Location annotation dataset excerpts:
· · ·
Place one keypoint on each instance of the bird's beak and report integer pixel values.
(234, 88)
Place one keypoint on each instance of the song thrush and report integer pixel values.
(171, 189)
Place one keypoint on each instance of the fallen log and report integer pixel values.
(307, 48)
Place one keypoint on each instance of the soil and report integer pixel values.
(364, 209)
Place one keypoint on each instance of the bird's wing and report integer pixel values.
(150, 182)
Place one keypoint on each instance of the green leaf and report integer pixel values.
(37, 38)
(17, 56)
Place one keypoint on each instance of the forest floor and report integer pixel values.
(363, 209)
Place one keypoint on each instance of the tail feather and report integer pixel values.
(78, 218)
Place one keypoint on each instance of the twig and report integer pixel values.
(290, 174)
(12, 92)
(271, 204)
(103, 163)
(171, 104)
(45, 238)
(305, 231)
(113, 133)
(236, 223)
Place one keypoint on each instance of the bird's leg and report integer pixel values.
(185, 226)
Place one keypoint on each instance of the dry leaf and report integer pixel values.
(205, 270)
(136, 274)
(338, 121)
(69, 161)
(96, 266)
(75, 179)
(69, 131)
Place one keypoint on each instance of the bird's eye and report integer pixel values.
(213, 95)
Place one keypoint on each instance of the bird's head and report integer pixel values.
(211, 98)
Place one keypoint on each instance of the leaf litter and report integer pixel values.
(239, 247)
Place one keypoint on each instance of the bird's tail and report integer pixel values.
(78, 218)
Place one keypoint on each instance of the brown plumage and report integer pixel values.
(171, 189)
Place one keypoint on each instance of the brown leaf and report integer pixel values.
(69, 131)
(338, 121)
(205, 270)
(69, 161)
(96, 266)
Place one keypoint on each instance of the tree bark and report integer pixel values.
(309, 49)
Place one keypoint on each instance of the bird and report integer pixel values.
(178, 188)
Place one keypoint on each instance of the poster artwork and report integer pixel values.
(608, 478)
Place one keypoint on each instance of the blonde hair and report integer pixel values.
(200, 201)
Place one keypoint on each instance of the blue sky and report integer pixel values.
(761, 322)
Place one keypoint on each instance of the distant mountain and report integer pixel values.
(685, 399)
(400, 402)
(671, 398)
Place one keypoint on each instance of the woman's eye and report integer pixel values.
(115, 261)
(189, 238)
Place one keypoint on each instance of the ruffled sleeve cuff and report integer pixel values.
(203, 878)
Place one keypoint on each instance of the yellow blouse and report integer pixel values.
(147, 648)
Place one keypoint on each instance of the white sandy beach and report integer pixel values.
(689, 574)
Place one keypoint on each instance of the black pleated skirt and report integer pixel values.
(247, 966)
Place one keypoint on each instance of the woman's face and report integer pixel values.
· · ·
## DESCRIPTION OF THE TASK
Reproduce all of the data above line for line, without altering a single character.

## WORKED ANSWER
Place one keypoint on each instance of the bird's beak and report integer pixel values.
(234, 88)
Place one keypoint on each instance of the song thrush and report integer pixel values.
(171, 189)
Place one keypoint on each instance of the fallen log and report integer pixel values.
(307, 48)
Place one keypoint on each instance of the soil and report integer pixel values.
(364, 209)
Place one keypoint on each instance of the bird's wing and report integer pixel values.
(150, 182)
Place one keypoint on each instance of the green leaf and report integer pixel values.
(37, 38)
(17, 56)
Place one keypoint on each instance of the forest floor and report integer pixel values.
(363, 209)
Place one keypoint on each instance of the tail feather and report integer pixel values.
(78, 218)
Place one keypoint on each instance of the twig and report integer pixel values.
(290, 174)
(12, 92)
(271, 204)
(103, 163)
(171, 104)
(45, 238)
(305, 231)
(113, 133)
(236, 223)
Place one keypoint on each instance of the bird's leg and report integer pixel values.
(185, 226)
Place one keypoint on each instance of the dry leaf and report integer pixel values.
(205, 270)
(136, 274)
(338, 121)
(69, 161)
(96, 266)
(75, 179)
(69, 131)
Place one keypoint on each instance of the bird's eye and report integer pixel values.
(213, 95)
Place one keypoint on each instance of the bird's head and report integer pixel values.
(211, 98)
Place one keypoint on each instance of the leaf litter and report integer pixel values.
(239, 247)
Place one keypoint on each instance of the bird's tail and report integer pixel values.
(78, 218)
Place one keypoint on each instance of the brown plumage and report integer pixel values.
(171, 189)
Place one keypoint on each instance of the brown leaf and report integer pixel values.
(69, 131)
(338, 121)
(205, 270)
(69, 161)
(96, 266)
Place one keypoint on each instance of the tree bark and report integer pixel values.
(309, 49)
Place one keypoint on each instance of the bird and report integer pixel values.
(178, 188)
Place one keypoint on each instance of the poster artwork and report integer pixel values.
(608, 478)
Place one keypoint on each instance of the blonde hair and report integer pixel values.
(200, 201)
Place one keypoint on each instance of the blue sky and report integer pixel values.
(761, 322)
Place one keypoint on each instance of the distant mountain and report integer pixel values.
(685, 399)
(400, 402)
(671, 398)
Place one keypoint on each instance of the woman's eye and report integer pixel values.
(115, 261)
(189, 238)
Place one keypoint on each instance of the ruffled sleeve cuff and report integer pixel values.
(203, 878)
Place one keypoint on each instance of the yellow blouse and report integer pixel values.
(147, 648)
Place one keypoint on each instance of the white sandy beach and report integer pixel values.
(689, 574)
Place one keypoint on each instance of the black pleated skirt and report integer pixel values.
(247, 966)
Place one keypoint on each instance of the woman's face and report integer pixel values.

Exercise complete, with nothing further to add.